§ The request
Please render the material below as a Markdown table with the columns "Number" and "Entry". Give each line its own row with its position in sequence, and skip any blank lines.

§ Dataset excerpts

———

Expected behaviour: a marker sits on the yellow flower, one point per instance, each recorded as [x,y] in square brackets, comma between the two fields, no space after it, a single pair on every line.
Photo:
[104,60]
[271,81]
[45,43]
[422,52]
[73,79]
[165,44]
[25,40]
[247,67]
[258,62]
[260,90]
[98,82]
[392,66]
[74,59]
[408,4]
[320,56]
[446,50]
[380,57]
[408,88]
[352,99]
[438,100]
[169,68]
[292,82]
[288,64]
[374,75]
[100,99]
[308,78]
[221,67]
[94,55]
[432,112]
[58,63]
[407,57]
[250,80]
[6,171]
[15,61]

———

§ Result of the exercise
| Number | Entry |
|---|---|
| 1 | Expected behaviour: a marker sits on the yellow flower, one point per instance, each recorded as [x,y] in square brackets, comma between the two fields, no space after it, a single pair on every line. |
| 2 | Photo: |
| 3 | [104,60] |
| 4 | [271,81] |
| 5 | [45,43] |
| 6 | [422,52] |
| 7 | [73,79] |
| 8 | [165,44] |
| 9 | [25,40] |
| 10 | [247,67] |
| 11 | [258,62] |
| 12 | [260,90] |
| 13 | [98,82] |
| 14 | [392,66] |
| 15 | [74,59] |
| 16 | [408,4] |
| 17 | [320,56] |
| 18 | [446,50] |
| 19 | [380,57] |
| 20 | [408,88] |
| 21 | [352,99] |
| 22 | [438,100] |
| 23 | [169,68] |
| 24 | [292,82] |
| 25 | [288,64] |
| 26 | [374,75] |
| 27 | [100,99] |
| 28 | [308,78] |
| 29 | [221,67] |
| 30 | [94,55] |
| 31 | [432,112] |
| 32 | [58,63] |
| 33 | [407,57] |
| 34 | [250,80] |
| 35 | [6,171] |
| 36 | [15,61] |